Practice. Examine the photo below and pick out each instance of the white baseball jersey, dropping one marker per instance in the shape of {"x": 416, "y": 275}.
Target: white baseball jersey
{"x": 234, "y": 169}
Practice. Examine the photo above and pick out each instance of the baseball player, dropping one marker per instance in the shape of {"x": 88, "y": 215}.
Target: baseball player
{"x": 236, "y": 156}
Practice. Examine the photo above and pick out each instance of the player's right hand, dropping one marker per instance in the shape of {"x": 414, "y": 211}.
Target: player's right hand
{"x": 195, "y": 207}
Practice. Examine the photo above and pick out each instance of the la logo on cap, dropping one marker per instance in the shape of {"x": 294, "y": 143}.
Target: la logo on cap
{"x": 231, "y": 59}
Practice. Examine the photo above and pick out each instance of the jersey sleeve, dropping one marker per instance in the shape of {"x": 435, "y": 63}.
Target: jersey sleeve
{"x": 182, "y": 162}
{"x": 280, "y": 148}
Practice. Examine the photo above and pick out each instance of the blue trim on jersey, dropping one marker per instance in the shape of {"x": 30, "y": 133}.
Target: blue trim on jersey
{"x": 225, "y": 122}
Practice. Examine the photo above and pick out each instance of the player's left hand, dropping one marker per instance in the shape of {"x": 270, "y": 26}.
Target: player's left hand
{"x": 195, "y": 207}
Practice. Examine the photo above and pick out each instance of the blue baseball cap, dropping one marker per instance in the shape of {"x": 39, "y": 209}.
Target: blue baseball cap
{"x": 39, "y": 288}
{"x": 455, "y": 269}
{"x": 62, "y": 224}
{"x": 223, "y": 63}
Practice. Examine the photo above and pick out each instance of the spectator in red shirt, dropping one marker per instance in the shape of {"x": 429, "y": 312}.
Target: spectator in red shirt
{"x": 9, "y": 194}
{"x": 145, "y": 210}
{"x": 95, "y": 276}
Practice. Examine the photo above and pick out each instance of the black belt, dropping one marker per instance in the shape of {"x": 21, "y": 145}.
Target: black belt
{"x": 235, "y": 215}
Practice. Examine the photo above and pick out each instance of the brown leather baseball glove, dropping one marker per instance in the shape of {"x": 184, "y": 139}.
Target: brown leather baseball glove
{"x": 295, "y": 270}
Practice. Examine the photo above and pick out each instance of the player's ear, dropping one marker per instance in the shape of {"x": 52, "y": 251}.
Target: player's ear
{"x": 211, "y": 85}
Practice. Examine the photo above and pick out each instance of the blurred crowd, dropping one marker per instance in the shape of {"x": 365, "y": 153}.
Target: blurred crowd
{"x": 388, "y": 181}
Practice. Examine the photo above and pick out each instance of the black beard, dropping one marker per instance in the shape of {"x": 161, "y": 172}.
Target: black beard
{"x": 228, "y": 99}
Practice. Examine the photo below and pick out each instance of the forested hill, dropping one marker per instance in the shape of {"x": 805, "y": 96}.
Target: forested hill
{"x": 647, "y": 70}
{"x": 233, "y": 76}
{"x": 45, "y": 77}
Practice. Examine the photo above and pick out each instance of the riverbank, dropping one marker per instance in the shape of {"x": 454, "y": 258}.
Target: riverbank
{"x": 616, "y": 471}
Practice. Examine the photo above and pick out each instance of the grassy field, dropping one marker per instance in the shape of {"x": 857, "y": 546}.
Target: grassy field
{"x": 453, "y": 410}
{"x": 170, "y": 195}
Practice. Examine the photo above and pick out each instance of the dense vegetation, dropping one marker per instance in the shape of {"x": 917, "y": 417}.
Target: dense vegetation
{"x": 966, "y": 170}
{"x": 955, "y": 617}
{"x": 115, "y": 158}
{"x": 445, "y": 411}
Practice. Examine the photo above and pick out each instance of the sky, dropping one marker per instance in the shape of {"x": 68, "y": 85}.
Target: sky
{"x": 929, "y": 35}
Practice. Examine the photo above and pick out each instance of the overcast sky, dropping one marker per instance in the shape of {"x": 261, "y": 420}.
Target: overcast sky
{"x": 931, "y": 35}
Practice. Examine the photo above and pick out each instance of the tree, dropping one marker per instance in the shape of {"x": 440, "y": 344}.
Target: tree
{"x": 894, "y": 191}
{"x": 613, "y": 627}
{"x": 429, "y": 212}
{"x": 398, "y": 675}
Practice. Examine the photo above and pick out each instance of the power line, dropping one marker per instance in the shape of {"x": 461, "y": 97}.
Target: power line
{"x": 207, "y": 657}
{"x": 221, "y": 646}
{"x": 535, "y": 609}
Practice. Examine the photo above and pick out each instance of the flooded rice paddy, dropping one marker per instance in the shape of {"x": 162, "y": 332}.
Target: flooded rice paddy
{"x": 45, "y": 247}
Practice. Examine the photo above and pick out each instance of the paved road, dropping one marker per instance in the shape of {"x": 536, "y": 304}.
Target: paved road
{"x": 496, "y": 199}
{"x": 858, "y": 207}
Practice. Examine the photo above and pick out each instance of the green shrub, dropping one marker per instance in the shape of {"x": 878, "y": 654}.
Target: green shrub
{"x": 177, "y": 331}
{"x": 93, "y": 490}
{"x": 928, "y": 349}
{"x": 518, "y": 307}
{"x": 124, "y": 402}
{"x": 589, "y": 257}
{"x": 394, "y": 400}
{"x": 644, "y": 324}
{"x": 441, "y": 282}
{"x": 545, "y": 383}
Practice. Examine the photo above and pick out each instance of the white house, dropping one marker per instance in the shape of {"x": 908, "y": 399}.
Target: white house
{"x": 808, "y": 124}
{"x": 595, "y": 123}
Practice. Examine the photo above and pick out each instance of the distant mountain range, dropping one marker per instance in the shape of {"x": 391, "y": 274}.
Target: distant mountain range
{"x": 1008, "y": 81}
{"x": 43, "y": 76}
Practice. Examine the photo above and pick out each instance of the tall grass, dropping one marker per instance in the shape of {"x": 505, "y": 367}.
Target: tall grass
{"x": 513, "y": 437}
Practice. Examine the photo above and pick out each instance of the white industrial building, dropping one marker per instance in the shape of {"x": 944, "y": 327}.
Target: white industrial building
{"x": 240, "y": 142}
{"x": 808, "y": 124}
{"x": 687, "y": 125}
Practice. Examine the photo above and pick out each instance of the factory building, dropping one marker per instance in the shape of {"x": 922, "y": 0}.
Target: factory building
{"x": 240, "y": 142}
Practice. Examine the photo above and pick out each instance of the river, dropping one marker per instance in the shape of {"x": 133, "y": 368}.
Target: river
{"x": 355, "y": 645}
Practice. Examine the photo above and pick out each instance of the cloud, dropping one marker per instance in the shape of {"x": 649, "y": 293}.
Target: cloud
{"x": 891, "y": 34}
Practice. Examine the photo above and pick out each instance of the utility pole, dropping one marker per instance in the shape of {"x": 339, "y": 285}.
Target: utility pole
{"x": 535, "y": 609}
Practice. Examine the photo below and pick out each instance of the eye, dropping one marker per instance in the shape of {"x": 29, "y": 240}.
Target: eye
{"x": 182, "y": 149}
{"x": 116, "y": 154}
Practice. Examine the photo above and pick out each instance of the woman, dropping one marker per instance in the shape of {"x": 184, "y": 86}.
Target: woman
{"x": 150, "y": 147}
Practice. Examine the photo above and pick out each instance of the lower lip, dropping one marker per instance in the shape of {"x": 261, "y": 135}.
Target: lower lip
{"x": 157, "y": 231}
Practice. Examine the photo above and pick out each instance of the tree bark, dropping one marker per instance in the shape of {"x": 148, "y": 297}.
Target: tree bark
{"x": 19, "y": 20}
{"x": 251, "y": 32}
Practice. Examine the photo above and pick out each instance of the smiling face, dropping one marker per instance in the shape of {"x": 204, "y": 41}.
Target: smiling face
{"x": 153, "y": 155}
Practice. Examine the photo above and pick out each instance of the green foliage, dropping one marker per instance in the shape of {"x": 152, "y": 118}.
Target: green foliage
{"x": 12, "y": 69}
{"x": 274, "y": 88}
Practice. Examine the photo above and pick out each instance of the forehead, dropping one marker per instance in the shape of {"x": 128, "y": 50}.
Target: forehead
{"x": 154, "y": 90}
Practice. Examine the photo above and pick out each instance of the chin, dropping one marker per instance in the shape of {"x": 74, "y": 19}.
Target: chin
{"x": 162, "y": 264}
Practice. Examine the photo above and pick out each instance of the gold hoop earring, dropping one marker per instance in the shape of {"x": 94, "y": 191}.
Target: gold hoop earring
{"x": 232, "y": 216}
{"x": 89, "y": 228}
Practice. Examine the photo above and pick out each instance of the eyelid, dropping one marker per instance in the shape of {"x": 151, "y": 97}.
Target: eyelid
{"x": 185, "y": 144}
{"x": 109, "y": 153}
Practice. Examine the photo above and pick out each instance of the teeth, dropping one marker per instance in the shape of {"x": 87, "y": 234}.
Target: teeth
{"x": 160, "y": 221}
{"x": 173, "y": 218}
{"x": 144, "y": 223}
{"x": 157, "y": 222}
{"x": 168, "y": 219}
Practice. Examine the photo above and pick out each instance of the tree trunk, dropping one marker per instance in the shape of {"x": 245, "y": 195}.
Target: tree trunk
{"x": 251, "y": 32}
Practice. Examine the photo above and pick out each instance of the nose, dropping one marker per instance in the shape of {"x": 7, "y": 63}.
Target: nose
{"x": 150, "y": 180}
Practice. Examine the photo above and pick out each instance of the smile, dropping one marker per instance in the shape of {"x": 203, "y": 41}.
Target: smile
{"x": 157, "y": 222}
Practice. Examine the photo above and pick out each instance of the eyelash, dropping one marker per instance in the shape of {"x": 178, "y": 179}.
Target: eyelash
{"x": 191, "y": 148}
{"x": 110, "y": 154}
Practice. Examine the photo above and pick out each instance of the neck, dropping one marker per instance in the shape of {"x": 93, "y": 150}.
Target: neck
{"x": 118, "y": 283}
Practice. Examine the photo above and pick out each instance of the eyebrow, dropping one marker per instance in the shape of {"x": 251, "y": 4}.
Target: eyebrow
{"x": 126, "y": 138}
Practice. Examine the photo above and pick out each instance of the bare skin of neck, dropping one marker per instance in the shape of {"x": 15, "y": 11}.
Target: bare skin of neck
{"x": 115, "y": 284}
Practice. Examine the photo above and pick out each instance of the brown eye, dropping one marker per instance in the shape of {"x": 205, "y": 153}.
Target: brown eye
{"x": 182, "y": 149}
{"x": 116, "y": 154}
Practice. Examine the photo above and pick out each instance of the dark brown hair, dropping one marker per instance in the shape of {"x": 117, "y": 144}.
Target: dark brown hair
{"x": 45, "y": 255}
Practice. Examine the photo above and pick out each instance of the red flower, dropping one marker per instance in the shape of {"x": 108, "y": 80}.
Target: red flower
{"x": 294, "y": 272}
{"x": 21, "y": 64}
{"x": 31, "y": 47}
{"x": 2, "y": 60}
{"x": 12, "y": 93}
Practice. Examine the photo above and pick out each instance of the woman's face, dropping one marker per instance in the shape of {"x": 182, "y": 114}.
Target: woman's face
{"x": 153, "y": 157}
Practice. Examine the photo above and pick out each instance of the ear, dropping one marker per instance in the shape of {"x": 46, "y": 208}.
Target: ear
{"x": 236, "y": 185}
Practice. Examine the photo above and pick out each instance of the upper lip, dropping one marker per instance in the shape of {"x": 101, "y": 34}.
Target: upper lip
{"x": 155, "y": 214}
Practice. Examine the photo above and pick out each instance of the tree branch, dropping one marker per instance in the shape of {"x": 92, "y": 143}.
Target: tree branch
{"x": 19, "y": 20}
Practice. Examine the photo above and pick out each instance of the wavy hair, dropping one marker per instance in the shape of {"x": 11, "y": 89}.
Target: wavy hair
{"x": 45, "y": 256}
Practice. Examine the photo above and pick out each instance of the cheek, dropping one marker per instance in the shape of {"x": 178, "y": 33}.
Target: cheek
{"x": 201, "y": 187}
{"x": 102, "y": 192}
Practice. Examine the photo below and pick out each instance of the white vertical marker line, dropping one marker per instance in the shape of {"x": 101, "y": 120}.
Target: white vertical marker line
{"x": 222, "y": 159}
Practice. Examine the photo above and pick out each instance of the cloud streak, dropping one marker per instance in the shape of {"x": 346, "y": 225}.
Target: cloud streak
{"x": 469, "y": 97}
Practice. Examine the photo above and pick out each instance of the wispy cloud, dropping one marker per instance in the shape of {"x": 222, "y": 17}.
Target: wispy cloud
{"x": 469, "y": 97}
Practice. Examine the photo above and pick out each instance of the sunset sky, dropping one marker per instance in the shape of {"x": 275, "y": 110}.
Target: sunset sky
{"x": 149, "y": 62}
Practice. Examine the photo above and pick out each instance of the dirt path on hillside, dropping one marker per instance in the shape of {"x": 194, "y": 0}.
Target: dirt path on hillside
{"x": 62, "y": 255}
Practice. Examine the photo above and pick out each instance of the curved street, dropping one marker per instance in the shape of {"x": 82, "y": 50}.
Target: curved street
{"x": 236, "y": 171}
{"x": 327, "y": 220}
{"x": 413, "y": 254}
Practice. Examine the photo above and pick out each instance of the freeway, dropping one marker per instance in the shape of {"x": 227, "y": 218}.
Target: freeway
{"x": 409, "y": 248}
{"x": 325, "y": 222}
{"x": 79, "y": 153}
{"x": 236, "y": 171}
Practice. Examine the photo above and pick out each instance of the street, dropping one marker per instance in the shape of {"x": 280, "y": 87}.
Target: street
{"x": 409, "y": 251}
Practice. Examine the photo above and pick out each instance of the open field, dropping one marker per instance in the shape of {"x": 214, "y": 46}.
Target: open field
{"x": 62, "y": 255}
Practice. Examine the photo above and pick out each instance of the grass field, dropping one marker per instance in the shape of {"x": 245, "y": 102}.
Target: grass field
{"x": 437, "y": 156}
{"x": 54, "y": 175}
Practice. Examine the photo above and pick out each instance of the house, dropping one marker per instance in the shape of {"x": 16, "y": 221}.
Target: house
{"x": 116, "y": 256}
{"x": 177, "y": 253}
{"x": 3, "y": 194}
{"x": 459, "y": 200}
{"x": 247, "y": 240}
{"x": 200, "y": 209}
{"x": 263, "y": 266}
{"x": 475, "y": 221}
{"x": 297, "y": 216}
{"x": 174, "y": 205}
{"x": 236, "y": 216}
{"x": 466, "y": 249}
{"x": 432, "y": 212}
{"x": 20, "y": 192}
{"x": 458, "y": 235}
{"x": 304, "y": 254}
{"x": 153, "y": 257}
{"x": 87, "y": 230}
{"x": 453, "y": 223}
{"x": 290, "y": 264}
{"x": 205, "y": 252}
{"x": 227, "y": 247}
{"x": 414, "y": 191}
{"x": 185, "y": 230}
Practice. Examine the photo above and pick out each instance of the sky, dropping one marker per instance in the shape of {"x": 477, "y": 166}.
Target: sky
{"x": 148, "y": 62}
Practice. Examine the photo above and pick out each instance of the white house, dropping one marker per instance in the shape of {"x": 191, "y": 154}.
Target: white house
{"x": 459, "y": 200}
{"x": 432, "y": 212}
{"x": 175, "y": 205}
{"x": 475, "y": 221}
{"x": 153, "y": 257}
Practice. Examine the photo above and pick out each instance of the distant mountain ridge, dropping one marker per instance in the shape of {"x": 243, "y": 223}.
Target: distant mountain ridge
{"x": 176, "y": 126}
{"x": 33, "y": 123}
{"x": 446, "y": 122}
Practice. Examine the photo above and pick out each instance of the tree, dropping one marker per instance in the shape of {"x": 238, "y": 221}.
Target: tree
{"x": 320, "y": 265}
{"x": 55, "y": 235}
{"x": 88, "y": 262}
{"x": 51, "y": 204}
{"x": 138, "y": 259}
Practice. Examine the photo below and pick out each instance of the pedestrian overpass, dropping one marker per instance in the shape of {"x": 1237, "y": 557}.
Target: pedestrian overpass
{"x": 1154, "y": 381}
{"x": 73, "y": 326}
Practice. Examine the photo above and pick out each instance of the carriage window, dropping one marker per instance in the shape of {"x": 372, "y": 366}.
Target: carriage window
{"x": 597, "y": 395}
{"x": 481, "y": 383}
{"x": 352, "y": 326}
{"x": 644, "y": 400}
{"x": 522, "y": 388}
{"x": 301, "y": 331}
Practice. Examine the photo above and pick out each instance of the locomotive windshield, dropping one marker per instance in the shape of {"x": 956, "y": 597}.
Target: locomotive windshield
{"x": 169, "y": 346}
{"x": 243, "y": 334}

_PROBLEM TO SOLVE:_ Give back, exactly as written, the lines from the one with "mountain ridge, dropping" to the last line.

_FULL OUTPUT:_
Practice. Examine the photo above and pick out each instance of the distant mountain ridge, dropping one marker per instance in the shape of {"x": 243, "y": 223}.
Target: distant mountain ridge
{"x": 176, "y": 126}
{"x": 33, "y": 123}
{"x": 446, "y": 122}
Practice. Examine the photo above and pick out each instance of the tree, dropping one marker per instance in the shape of {"x": 238, "y": 221}.
Target: tree
{"x": 320, "y": 265}
{"x": 55, "y": 235}
{"x": 88, "y": 262}
{"x": 51, "y": 204}
{"x": 138, "y": 259}
Practice. Examine the photo below and pick out each instance of the pedestrian overpass, dropping one marker per instance in the shape of {"x": 1237, "y": 557}.
Target: pedestrian overpass
{"x": 1154, "y": 381}
{"x": 73, "y": 326}
Practice. Examine the photo above and pick out each instance of the carriage window, dropping one marker per instance in the shape of {"x": 372, "y": 366}.
Target: carriage window
{"x": 597, "y": 395}
{"x": 481, "y": 383}
{"x": 352, "y": 326}
{"x": 644, "y": 400}
{"x": 522, "y": 388}
{"x": 301, "y": 331}
Practice. Examine the photo above and pick out each instance of the locomotive windshield, dropping one marker per instance in the shape of {"x": 956, "y": 597}.
Target: locomotive windshield
{"x": 169, "y": 346}
{"x": 243, "y": 334}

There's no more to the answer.